*TEXT SECTION*
- - -
Forms summaries for a Markov model from rainfall data (J.O. Ong’ala & D.B. Baird).

### Options

`PRINT` = string tokens |
Controls printed output (`counts` , `amounts` , `probabilities` ); default `*` |

`PLOT` = string token |
What plots to display (`probabilities` ); default `prob` |

`DAY` = variate or factor |
Day as a date or a day number within the year |

`LIMITS` = scalar or variate |
Values to define the daily rainfall states; default 0.85 |

`ORDER` = scalar |
Defines the order of the Markov chain (0…5); default 1 |

`HIGHORDER` = scalar |
Whether to use a high-order Markov chain; (`no` , `yes` ); default `no` |

`INITIAL` = scalar or variate |
The amounts of rainfall prior to the first day; default `*` |

`SPREADSHEET` = string tokens |
What to save in a spreadsheet (`counts` , `amounts` , `probabilities` ); default `*` |

### Parameters

`DATA` = variates |
The daily rainfall amounts |

`WINDOW` = scalars |
Window to plot the graph; default 3 for `ORDER` =0 and 1 otherwise |

`TITLE` = texts |
The title for the plot; default uses an automatic description |

`COUNTS` = tables |
Saves the counts by Markov state and day |

`AMOUNTS` = tables |
Saves the mean rainfall by Markov wet states and day |

`PROBABILITIES` = pointers |
Saves a pointer to variates of probabilities of a wet day by class |

`CATEGORIES` = factors |
Saves the Markov class for each day |

`STATECOUNTS` = pointers |
Saves a pointer to tables of counts for each state |

`OUTFILE` = texts |
File (with extension `.gwb` , or `.xlsx` ) to save selected spreadsheet components |

### Description

`RFSUMMARY`

creates summaries from rainfall data for a Markov chain model analysis. The Markov model splits the days into different classes based on the history of the preceding days. This is to allow for different probabilities and amounts of rainfall on a day according to what happened previously: for example, in most climates, it is more likely to rain on a day following previous rain.
- - -
*SOURCE DATA*
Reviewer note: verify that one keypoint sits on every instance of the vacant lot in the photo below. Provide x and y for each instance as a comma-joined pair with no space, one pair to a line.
- - -
*STATED GOAL A*
Copy the part of the RFSUMMARY help page starting with "creates summaries from" and going on through "following previous rain.", keeping every word the same.
*STATED GOAL B*
Resume the RFSUMMARY help page after its final sentence and carry on its description.

*TASK OUTPUT A*
creates summaries from rainfall data for a Markov chain model analysis. The Markov model splits the days into different classes based on the history of the preceding days. This is to allow for different probabilities and amounts of rainfall on a day according to what happened previously: for example, in most climates, it is more likely to rain on a day following previous rain.

*TASK OUTPUT B*
The daily states, order and type of Markov model are specified by the `LIMITS`

, `ORDER`

and `HIGHORDER`

options, respectively. If the `LIMITS`

option is set to a scalar or variate of length one, this defines the breakpoint between dry and wet days. A small positive value treats days with less than this amount of rainfall as dry days (these are also removed from the rainfall for wet days). If `LIMITS`

is set to a variate of length of two or more, the rainfall states are defined as the days with rainfall less than or equal to these limits, with an extra group for rainfall greater than the top limit. The `ORDER`

option specifies the number of previous days to use when forming the Markov classes.

The classes are the combination of the daily states over the history length defined by `ORDER`

. (So there will be `(NVALUES(LIMITS)+1)**(ORDER+1)`

classes.) If there are two rainfall states, these are labelled w and d for wet and dry on each day. Otherwise they are labelled by the integers from 0 upwards. When there are two states, the default `HIGHORDER=no`

gives all the unique combinations of wet and dry days over these days. Setting `HIGHORDER=yes`

collapses the states to just the number of dry days preceding a wet day. For example, with `ORDER`

=2 and `HIGHORDER=no`

, the 8 states are ddd, ddw, dwd, dww, wdd, wdw, wwd and www (where d = dry day and w = wet day); with `ORDER`

=2 and `HIGHORDER=yes`

, the 6 states are ddd, ddw, dw, wd, wdd, and ww, as dwd and dww are combined into dw and wwd and www are combined into ww. `ORDER`

must be at between 0 and 3 for `HIGHORDER=no`

and between 2 and 5 for `HIGHORDER=yes`

.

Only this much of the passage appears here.